| What to produce |
Return the listing verbatim, images left out.

| Input material |

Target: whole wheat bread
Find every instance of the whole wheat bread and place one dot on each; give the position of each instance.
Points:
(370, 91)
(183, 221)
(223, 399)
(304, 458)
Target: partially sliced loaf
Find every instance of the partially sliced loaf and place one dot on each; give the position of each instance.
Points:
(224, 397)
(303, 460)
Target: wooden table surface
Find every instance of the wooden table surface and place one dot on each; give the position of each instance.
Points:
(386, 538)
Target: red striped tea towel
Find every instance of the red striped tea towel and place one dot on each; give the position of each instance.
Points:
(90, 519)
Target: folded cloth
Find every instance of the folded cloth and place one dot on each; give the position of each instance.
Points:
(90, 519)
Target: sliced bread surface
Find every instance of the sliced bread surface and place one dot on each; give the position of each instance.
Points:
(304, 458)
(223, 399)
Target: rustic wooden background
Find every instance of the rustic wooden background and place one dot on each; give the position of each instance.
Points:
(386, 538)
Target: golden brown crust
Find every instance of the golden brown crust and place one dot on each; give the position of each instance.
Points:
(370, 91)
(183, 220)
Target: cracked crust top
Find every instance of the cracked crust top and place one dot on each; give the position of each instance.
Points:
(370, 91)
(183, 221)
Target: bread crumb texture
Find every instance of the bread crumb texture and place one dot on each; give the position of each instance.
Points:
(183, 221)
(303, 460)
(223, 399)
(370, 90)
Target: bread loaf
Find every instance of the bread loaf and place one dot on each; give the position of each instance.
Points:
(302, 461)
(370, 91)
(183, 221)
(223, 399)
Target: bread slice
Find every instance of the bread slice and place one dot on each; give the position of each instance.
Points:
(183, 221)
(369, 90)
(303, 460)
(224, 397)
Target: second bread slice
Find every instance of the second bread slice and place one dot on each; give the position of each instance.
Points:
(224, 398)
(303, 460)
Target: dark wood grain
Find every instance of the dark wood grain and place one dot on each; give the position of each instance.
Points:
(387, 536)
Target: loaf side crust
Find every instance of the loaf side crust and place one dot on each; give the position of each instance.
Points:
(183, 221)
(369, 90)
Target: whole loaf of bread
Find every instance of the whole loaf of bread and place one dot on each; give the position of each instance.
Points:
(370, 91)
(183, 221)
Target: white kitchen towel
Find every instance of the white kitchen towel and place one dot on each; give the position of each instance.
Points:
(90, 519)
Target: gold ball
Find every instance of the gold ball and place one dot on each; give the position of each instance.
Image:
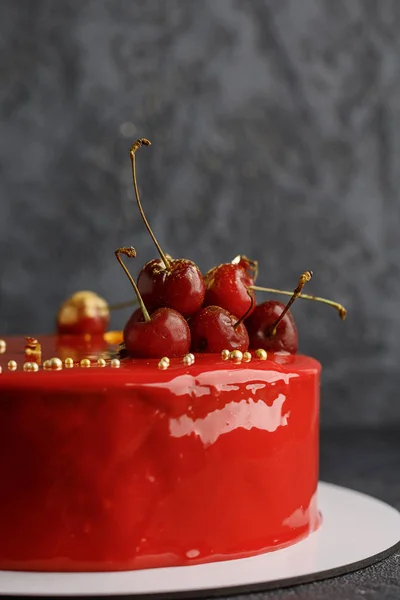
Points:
(225, 354)
(55, 363)
(188, 360)
(261, 354)
(33, 367)
(236, 355)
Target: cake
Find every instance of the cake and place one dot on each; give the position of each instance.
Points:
(131, 466)
(190, 437)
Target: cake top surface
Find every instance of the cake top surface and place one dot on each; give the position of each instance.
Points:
(89, 362)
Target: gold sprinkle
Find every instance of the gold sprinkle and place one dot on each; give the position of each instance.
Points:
(55, 363)
(31, 367)
(114, 337)
(225, 354)
(261, 354)
(236, 355)
(188, 360)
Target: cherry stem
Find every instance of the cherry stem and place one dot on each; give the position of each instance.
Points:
(131, 253)
(143, 142)
(341, 309)
(248, 311)
(304, 278)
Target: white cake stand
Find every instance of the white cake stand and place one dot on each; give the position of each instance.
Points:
(357, 531)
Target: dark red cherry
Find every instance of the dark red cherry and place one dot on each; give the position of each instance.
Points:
(227, 286)
(83, 313)
(166, 334)
(179, 286)
(214, 329)
(261, 325)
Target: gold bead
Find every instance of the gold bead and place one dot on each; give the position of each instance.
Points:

| Task response |
Target: whole wheat bread
Find every instance of the whole wheat bread and place one dot on each; give the position of each instance.
Points:
(370, 91)
(183, 221)
(223, 399)
(304, 458)
Target: partially sliced loaf
Find every instance of the partially sliced loaf and place one dot on each; give the position of each instance.
Points:
(224, 397)
(303, 460)
Target: wooden table surface
Find every instance of the wooden table surface and place one dot on each; give the position of each instance.
Points:
(386, 538)
Target: red striped tea towel
Find every instance of the red striped tea towel and place one dot on each; give the position of each instance.
Points:
(90, 519)
Target: folded cloth
Find every instance of the folded cloth and place one dot on each; give the position of each instance.
Points:
(90, 519)
Target: sliced bread surface
Find every instance of the sliced bread surface and place one dot on each; give the position of each instance.
Points:
(304, 458)
(223, 399)
Target: rustic wooden background
Find every instance of the rustic wooden background and place one dot on each; give the position of each instance.
Points:
(386, 538)
Target: golden brown crust
Find every instance of the golden brown crust and place one dot on each; give the position of each instance.
Points:
(370, 91)
(183, 220)
Target: cracked crust top
Find every instance of the cracked crust top and place one dot on each; give the position of each instance.
Points:
(370, 91)
(183, 221)
Target: bread crumb texture
Find every instance of the bread crumb texture and place one dot on each; give the position of each instance.
Points:
(183, 221)
(303, 460)
(223, 399)
(370, 90)
Target: bread loaf
Find every instance of the bread loaf and place one dot on each; give the position of each instance.
Points:
(302, 461)
(370, 91)
(183, 221)
(223, 399)
Target: bread slice
Find every instance of the bread slice and place one dot on each; give the position of each instance.
Points:
(183, 221)
(369, 90)
(303, 460)
(224, 397)
Target: second bread slice
Find every instance of the second bread slice and place one dot on each; give the position of each instance.
Points:
(224, 398)
(303, 460)
Target: dark wood grain
Find every instance of the dark wood grain and place one dot on each; give the position of each instance.
Points:
(387, 536)
Target: loaf side crust
Find every instance of the loaf side crust and place one dot on each; give the position of each instance.
Points:
(183, 221)
(369, 90)
Target: whole loaf of bread
Find every instance of the whole loaf of bread and place one dot on each; give the position of each instance.
Points:
(370, 91)
(183, 221)
Target: white kitchen towel
Find every instance of the white kitchen towel and place one dot on each; give the position of each instance.
Points:
(90, 519)
Target: gold ball
Find every instance of the gold ball and place one dot on each; give the position of each instance.
Image:
Points:
(225, 354)
(55, 363)
(188, 360)
(261, 354)
(33, 367)
(236, 355)
Target: cake
Find every instance of the cake and place one dot on each; give the position of each instance.
Points:
(131, 466)
(190, 437)
Target: cake top surface
Find every instance of the cake top surface and place one dot on each; give the position of each instance.
Points:
(89, 362)
Target: gold sprinkle
Find every instance of the gold sprinkle and place one dot on each; give the position of each instance.
Points:
(55, 363)
(31, 367)
(114, 337)
(225, 354)
(261, 354)
(236, 355)
(188, 360)
Target: cherry stem
Find every instance of the cherry stem and place one dot on each; give the position of each instance.
Points:
(131, 253)
(143, 142)
(341, 309)
(248, 311)
(304, 278)
Target: white cake stand
Find every instance of the white cake stand and place one dot on each; give the position of each instance.
Points:
(357, 531)
Target: dark red cherry
Find every instance of the dark red cherry and place one dot on each; give the position of each instance.
Points:
(227, 286)
(83, 313)
(166, 334)
(179, 286)
(214, 329)
(261, 325)
Target: gold bead
Find every instance of the gold bead and place one dot on each; give the position of each instance.
Points:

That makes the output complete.